# What you have to do
The entries that follow should be reproduced exactly, with no images carried over.

# Provided records
#####

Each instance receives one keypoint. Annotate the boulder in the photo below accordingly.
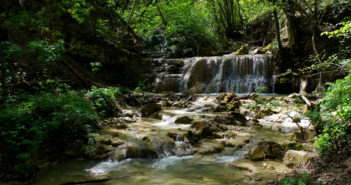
(132, 150)
(229, 100)
(183, 120)
(252, 96)
(266, 149)
(203, 130)
(226, 120)
(209, 147)
(297, 158)
(238, 116)
(156, 115)
(162, 144)
(242, 51)
(150, 108)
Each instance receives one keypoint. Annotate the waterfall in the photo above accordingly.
(240, 74)
(229, 73)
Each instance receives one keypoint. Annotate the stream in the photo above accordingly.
(219, 160)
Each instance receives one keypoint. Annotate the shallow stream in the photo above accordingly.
(226, 167)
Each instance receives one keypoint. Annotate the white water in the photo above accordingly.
(240, 74)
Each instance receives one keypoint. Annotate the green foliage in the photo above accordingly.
(95, 66)
(336, 106)
(177, 28)
(343, 31)
(104, 100)
(261, 89)
(304, 179)
(45, 123)
(46, 52)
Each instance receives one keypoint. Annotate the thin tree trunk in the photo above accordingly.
(277, 27)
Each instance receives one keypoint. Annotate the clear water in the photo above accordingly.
(212, 169)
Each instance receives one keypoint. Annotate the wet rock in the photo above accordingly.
(266, 149)
(242, 51)
(183, 120)
(229, 100)
(203, 130)
(252, 96)
(238, 116)
(263, 112)
(132, 150)
(226, 120)
(156, 115)
(162, 144)
(121, 125)
(102, 150)
(128, 113)
(209, 147)
(183, 147)
(295, 158)
(149, 109)
(268, 166)
(237, 143)
(243, 166)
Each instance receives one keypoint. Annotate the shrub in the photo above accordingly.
(46, 123)
(104, 100)
(336, 106)
(303, 179)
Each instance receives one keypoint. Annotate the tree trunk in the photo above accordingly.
(303, 86)
(277, 27)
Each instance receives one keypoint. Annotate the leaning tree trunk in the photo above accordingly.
(277, 29)
(320, 86)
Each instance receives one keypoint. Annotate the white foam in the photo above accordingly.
(169, 161)
(106, 166)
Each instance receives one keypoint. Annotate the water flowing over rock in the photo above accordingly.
(231, 73)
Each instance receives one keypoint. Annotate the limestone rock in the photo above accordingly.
(183, 120)
(132, 150)
(296, 158)
(265, 149)
(162, 144)
(238, 116)
(242, 51)
(229, 100)
(209, 147)
(150, 108)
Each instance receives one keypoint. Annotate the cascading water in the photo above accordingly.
(240, 74)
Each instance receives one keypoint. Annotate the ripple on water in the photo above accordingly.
(163, 163)
(106, 166)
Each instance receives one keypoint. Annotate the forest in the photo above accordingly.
(175, 92)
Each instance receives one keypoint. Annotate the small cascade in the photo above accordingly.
(206, 75)
(240, 74)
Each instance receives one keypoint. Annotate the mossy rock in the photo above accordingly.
(242, 51)
(183, 120)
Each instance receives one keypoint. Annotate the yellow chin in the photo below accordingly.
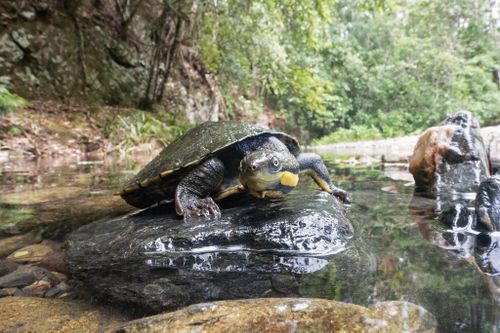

#####

# Result of this task
Each instance receives one keypoint. Annotate the boulder in the photo below accordingly.
(132, 150)
(229, 100)
(183, 120)
(252, 96)
(266, 149)
(203, 130)
(226, 120)
(209, 147)
(297, 158)
(238, 116)
(156, 115)
(162, 144)
(242, 51)
(150, 108)
Each instance receives one keypoint. Annotate the waterfall in the photo above accordingly.
(240, 74)
(229, 73)
Each instance receives one keypoint. Annotate the stream in the photo above accordingly.
(219, 160)
Each instance receives one keypoint. Annotate the shallow stream in the photo above accordingly.
(226, 167)
Each instance receives one keypoint. Annotate the white water in the photo above accordingly.
(240, 74)
Each instance receives one keypoint. Annotate the green foliage in the photo above accordingly.
(95, 66)
(336, 106)
(177, 28)
(343, 31)
(104, 100)
(261, 89)
(304, 179)
(45, 123)
(46, 52)
Each instance receives one keypoint. Annotate the thin tree trunk in the photo above accordingly.
(277, 27)
Each instance receives one keypoint. Annotate the clear water in the photo above accordingly.
(212, 169)
Each instance receives one keypoint. Annotate the wet rock in the photo above accordingly.
(266, 149)
(242, 51)
(183, 120)
(229, 100)
(203, 130)
(252, 96)
(238, 116)
(263, 112)
(132, 150)
(226, 120)
(156, 115)
(162, 144)
(121, 125)
(102, 150)
(128, 113)
(209, 147)
(183, 147)
(295, 158)
(149, 109)
(268, 166)
(237, 143)
(243, 166)
Each instance receives one keypoint. Annotate the shrub in the photo above accordingly.
(46, 123)
(104, 100)
(336, 106)
(303, 179)
Each instance receives one keypoint. Annotate the tree trunk in the photo above accordingly.
(303, 86)
(277, 27)
Each instance receives one keypoint. Annotate the leaning tree trunk in the photo above accordingly.
(277, 29)
(320, 86)
Each instance receives one keypoint. Annotate the white foam in the photo above accordingly.
(169, 161)
(106, 166)
Each instance receives one keypoint. Annotate the water flowing over rock in the photo above accordingly.
(231, 73)
Each instance receives one keypoint. Annotate the limestone rock in the photo above accordingly.
(183, 120)
(132, 150)
(296, 158)
(265, 149)
(162, 144)
(238, 116)
(242, 51)
(229, 100)
(209, 147)
(150, 108)
Each instance receives one keypoint. Annotate the cascading water in the photo above accordingly.
(240, 74)
Each instance receives one keypoint. Annotate the ripple on water in the photo above accordingly.
(163, 163)
(106, 166)
Each instance receives one keypoint. Annotate the forest in the photo above accordingly.
(175, 92)
Each instance receives one keypoint. Annotate the small cascade in the photo above accordingly.
(206, 75)
(240, 74)
Each instance receives one keypoint. Annotate the mossy rock in the photo above accordingly.
(242, 51)
(183, 120)
Each instance receives one keypoint. Annotate the yellow chin in the photo below accordingly.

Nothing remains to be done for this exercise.